Start of STORED RECORDS

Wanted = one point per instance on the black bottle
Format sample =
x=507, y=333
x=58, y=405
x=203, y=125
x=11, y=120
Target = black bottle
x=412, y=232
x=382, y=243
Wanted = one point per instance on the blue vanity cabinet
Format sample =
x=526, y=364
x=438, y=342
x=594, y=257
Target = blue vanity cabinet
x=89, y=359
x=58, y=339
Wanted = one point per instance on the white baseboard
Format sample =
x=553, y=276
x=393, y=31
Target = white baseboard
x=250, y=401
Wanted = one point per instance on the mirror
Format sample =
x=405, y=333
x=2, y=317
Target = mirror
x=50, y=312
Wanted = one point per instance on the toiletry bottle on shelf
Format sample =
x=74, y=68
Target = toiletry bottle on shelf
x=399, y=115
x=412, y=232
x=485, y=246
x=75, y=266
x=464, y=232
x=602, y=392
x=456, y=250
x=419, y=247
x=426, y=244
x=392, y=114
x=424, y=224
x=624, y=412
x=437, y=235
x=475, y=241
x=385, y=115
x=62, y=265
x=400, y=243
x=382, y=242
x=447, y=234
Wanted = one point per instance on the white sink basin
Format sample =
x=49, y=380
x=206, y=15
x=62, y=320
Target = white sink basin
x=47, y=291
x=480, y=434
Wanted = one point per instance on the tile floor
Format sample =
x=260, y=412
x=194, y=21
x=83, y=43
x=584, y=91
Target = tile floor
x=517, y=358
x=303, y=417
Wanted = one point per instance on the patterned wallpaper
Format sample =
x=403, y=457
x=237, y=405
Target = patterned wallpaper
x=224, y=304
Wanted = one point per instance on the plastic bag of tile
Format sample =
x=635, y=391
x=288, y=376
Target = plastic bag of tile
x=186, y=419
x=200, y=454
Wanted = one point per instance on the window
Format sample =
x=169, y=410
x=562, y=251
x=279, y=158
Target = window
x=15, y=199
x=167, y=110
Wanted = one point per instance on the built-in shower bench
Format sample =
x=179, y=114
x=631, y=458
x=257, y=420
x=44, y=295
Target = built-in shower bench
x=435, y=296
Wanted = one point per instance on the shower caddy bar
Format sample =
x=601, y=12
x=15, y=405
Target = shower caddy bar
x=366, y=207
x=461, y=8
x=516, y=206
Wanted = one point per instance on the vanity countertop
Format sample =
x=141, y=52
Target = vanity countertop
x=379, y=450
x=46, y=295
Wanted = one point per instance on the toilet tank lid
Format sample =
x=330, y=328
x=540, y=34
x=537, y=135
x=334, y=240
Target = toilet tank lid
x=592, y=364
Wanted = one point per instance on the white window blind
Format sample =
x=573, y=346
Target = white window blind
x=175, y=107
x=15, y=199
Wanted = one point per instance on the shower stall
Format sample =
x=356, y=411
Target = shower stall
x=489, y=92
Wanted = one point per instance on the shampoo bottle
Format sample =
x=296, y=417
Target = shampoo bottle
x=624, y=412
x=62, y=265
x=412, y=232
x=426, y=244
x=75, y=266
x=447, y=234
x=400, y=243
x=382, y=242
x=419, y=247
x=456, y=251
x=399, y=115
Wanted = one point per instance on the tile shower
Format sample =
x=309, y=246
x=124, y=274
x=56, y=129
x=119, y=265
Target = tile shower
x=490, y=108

End of STORED RECORDS

WHAT YOU WILL DO: Reproduce all of the records above, switching each "Format sample" to "Sample format" and leaving everything else unchanged.

REPLY TO THE EXERCISE:
Wanted = one point per instance on the black bottle
Sample format =
x=507, y=333
x=58, y=405
x=203, y=125
x=11, y=120
Target = black bottle
x=412, y=232
x=382, y=243
Wanted = one point per instance on the blue vanity cabinet
Sample format =
x=526, y=364
x=438, y=342
x=594, y=257
Target = blue vanity cabinet
x=89, y=359
x=58, y=339
Wanted = one point per instance on the white baseboard
Sample format =
x=553, y=276
x=393, y=31
Target = white baseboard
x=250, y=401
Wanted = one point per instance on the mirror
Sample format =
x=405, y=333
x=2, y=317
Target = mirror
x=50, y=312
Wanted = one point per instance on the toiletry bottle on shelf
Sample format =
x=74, y=68
Target = toiletry bottle on shelf
x=399, y=115
x=412, y=232
x=485, y=246
x=75, y=266
x=464, y=232
x=602, y=392
x=456, y=250
x=419, y=247
x=426, y=244
x=392, y=114
x=424, y=224
x=624, y=412
x=437, y=235
x=475, y=241
x=385, y=115
x=62, y=265
x=400, y=243
x=382, y=242
x=447, y=234
Wanted = one point per instance on the white sink basin
Sample format =
x=49, y=380
x=206, y=15
x=62, y=320
Target = white sink basin
x=47, y=291
x=480, y=434
Wanted = one point per instance on the tile floor
Sample format =
x=260, y=412
x=194, y=21
x=83, y=43
x=584, y=91
Target = tile floor
x=517, y=358
x=303, y=417
Wanted = one point per instance on the patterned wallpaper
Sample format =
x=403, y=457
x=237, y=405
Target = patterned wallpaper
x=224, y=304
Wanted = one point per instance on the plastic bag of tile
Sample format =
x=635, y=391
x=288, y=376
Target = plastic bag of tile
x=186, y=419
x=200, y=454
Wanted = one point per instance on the window
Sample format =
x=169, y=410
x=562, y=251
x=279, y=158
Target = window
x=15, y=199
x=167, y=110
Wanted = one point per instance on the built-in shower bench
Sample format =
x=179, y=114
x=631, y=458
x=257, y=420
x=44, y=295
Target = built-in shower bench
x=435, y=296
Wanted = one point per instance on the shower caddy bar
Sample format =
x=601, y=12
x=15, y=405
Target = shower caddy bar
x=366, y=207
x=461, y=8
x=516, y=206
Wanted = one point per instance on the vanity countertop
Sample format =
x=141, y=52
Target = vanity countertop
x=379, y=450
x=46, y=295
Wanted = one point per instance on the toilet tank lid
Sample format =
x=330, y=328
x=540, y=34
x=537, y=135
x=334, y=240
Target = toilet tank lid
x=592, y=364
Wanted = one point per instance on the white window blind
Sample format =
x=573, y=346
Target = white window blind
x=175, y=107
x=15, y=199
Wanted = one point per instance on the shower stall
Sample format =
x=356, y=411
Target = shower stall
x=489, y=92
Wanted = one point per instance on the shampoo bottle
Sample format =
x=296, y=417
Target = shampoo bottle
x=624, y=412
x=62, y=265
x=412, y=232
x=426, y=244
x=75, y=266
x=447, y=234
x=400, y=243
x=382, y=242
x=419, y=247
x=456, y=251
x=399, y=115
Wanted = one point per instance on the tile shower
Sample format =
x=309, y=246
x=124, y=274
x=56, y=129
x=119, y=265
Target = tile shower
x=490, y=108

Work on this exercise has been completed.